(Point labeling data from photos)
§ §

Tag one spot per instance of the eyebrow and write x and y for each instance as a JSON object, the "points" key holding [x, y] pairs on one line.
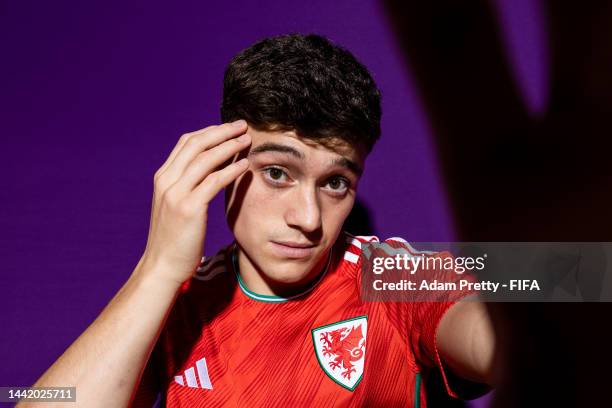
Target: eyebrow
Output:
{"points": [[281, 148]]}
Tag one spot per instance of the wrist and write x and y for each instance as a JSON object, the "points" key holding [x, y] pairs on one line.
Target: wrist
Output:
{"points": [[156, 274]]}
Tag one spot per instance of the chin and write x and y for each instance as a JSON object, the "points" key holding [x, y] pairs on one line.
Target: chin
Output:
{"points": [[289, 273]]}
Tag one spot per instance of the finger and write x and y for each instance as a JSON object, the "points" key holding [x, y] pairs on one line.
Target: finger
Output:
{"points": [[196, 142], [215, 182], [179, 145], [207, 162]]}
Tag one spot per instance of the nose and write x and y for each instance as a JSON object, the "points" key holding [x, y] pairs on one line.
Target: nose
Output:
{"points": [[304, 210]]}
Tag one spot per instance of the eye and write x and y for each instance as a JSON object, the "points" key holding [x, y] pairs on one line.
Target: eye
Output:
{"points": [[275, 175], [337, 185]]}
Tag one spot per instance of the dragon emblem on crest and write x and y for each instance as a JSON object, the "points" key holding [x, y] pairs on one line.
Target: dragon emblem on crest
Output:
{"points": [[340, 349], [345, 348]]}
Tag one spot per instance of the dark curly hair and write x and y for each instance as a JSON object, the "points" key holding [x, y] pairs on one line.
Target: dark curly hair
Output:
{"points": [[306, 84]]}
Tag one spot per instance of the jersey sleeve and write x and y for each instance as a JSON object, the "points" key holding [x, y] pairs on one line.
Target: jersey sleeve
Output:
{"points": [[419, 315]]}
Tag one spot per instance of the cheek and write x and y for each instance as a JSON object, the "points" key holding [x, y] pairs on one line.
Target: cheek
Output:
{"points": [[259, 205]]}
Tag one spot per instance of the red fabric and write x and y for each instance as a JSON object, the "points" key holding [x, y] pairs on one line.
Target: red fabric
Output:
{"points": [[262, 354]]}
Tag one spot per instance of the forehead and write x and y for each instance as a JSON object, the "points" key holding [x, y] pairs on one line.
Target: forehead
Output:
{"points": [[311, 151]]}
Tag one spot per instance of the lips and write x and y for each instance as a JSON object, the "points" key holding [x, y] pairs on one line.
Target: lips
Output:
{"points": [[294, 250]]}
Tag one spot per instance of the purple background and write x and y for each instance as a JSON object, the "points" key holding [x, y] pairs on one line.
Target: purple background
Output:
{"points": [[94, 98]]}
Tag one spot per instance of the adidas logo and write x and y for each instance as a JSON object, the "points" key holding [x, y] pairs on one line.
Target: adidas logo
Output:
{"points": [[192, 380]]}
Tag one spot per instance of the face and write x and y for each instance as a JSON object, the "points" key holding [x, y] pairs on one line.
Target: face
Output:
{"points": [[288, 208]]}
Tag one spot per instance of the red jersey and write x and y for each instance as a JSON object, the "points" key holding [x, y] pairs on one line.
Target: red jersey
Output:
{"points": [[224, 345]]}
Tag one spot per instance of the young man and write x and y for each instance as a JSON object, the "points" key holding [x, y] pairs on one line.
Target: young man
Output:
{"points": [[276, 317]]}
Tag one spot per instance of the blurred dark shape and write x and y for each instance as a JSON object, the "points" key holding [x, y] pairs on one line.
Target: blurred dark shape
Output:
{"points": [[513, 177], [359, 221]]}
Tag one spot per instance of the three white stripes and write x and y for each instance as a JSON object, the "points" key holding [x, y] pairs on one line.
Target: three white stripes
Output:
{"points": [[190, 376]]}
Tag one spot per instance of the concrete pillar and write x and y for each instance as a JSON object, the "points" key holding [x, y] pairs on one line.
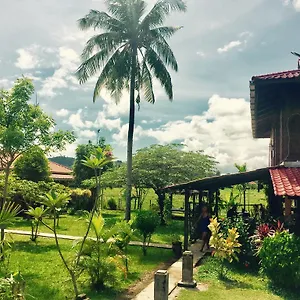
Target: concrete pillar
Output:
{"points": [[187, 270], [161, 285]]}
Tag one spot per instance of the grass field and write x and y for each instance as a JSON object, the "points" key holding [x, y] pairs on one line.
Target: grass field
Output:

§ §

- [Task prompt]
Output the lines above as a Markdown table with the columns Row and Line, giving each non-blank line its own numbered row. Leave the pictures out.

- [Response to the exercise]
| Row | Line |
|---|---|
| 1 | Tag one spot per instance of the eyebrow and write x and y for each instance as a JSON object, the "points" key holding [x, y] pairs on one line. |
| 2 | Target: eyebrow |
| 3 | Output: |
| 4 | {"points": [[281, 148]]} |
| 5 | Tag one spot per instance of the wrist and write x and y for each instance as a JSON object, the "points" key holding [x, y] pairs on one line. |
| 6 | Target: wrist |
| 7 | Output: |
| 8 | {"points": [[156, 274]]} |
| 9 | Tag one spot per instance of the chin and write x and y for each instance as a JSON object, the "points" key holding [x, y] pairs on one line. |
| 10 | Target: chin |
| 11 | Output: |
| 12 | {"points": [[289, 273]]} |
| 13 | Tag one spot per instance of the finger and write x and y for each instance as a JSON object, the "points" key holding [x, y] pairs on one line. |
| 14 | Target: finger |
| 15 | Output: |
| 16 | {"points": [[196, 142], [215, 182], [179, 145], [207, 162]]} |
| 17 | Tag one spot per instance of the nose and write x and y for each instance as a JSON object, the "points" key holding [x, y] pairs on one line. |
| 18 | Target: nose |
| 19 | Output: |
| 20 | {"points": [[304, 210]]} |
| 21 | Tag one spot per instance of the eye and write x and y for each instance as a JSON object, the "points" key holding [x, y] pairs on one line. |
| 22 | Target: eye |
| 23 | Output: |
| 24 | {"points": [[275, 175], [337, 185]]} |
| 25 | Tag one spot per instance of the dragon emblem on crest and write x and y for each instance as a JSON object, the "points" key holding [x, y] pairs on one line. |
| 26 | Target: dragon emblem on crest |
| 27 | Output: |
| 28 | {"points": [[340, 349], [345, 348]]} |
| 29 | Tag one spot per instance of the dark curly hair and write x and y for each instance as a JSON object, the "points" key holding [x, y] pairs on one line. |
| 30 | Target: dark curly hair |
| 31 | Output: |
| 32 | {"points": [[306, 84]]} |
| 33 | Tag one spot per instance of the jersey sleeve and write x and y for each instance as a JSON object, the "points" key holding [x, y] pairs on one line. |
| 34 | Target: jersey sleeve |
| 35 | Output: |
| 36 | {"points": [[419, 315]]} |
| 37 | Tag one spot per instance of the cheek and write x and y for each instance as a JSON object, the "points" key holding [x, y] pairs on one line. |
| 38 | Target: cheek |
| 39 | Output: |
| 40 | {"points": [[259, 205]]} |
| 41 | Tag one spot per instance of the red fabric and write x and y for each instance as a JSON object, the "points" key holding [x, y] pairs on one line. |
| 42 | Target: red fabric |
| 43 | Output: |
| 44 | {"points": [[262, 354]]} |
| 45 | Tag one spot per instance of the forehead and write x and y for each instance as a JSON object, the "points" key holding [x, y] pairs on one line. |
| 46 | Target: forehead |
| 47 | Output: |
| 48 | {"points": [[311, 151]]} |
| 49 | Tag one spot per instance of the lips and write x and y for each instance as a JSON object, the "points" key holding [x, y] pairs on one line. |
| 50 | Target: lips |
| 51 | Output: |
| 52 | {"points": [[294, 250]]} |
| 53 | Tag one spot per instance of the purple background and write x and y for each instance as a JSON object, the "points" key holding [x, y] pairs on one line. |
| 54 | Target: purple background |
| 55 | Output: |
| 56 | {"points": [[94, 98]]} |
| 57 | Tag one spot per instance of the adidas logo and write x and y for each instance as a JSON object, the "points" key holding [x, y] pairs on one line. |
| 58 | Target: adidas logo |
| 59 | Output: |
| 60 | {"points": [[192, 380]]} |
| 61 | Tag one spot per instance of the face and write x and y for each instance as a JSON object, the "points" key holding [x, y] pairs on one line. |
| 62 | Target: face |
| 63 | Output: |
| 64 | {"points": [[288, 208]]} |
| 65 | Tag one spot per instance of the red jersey and write x and y for each instance as a JSON object, the "points" key holding [x, y] pairs on one line. |
| 66 | Target: red jersey |
| 67 | Output: |
| 68 | {"points": [[224, 345]]} |
| 69 | Tag one spot per instance of the young man and write x and y for each instance as a JSON object, the "points" key holding [x, y] pairs on one line. |
| 70 | Target: young man |
| 71 | Output: |
| 72 | {"points": [[276, 317]]} |
| 73 | Tag one spot per instance of the blurred dark shape and write x and y for each instance as a JSON object, the "points" key holding [x, y] pairs on one line. |
| 74 | Target: blurred dark shape |
| 75 | Output: |
| 76 | {"points": [[513, 177], [359, 221]]} |
| 77 | Tag one spot per instance of the three white stripes and write x and y for each instance as a JSON object, the "points" key holding [x, y] pairs on one line. |
| 78 | Target: three white stripes |
| 79 | Output: |
| 80 | {"points": [[190, 376]]} |
| 81 | Tag one spot per instance of the concrete pillar and write x and y for each instance as a JSON object, the "points" key holding [x, y] pairs on one line. |
| 82 | Target: concrete pillar |
| 83 | Output: |
| 84 | {"points": [[187, 270], [161, 285]]} |
| 85 | Tag one spot per instance of the grass field and write x and y for each instance as a JSON object, the "points" key holding [x, y] pairs on one line. |
| 86 | Target: grass field |
| 87 | Output: |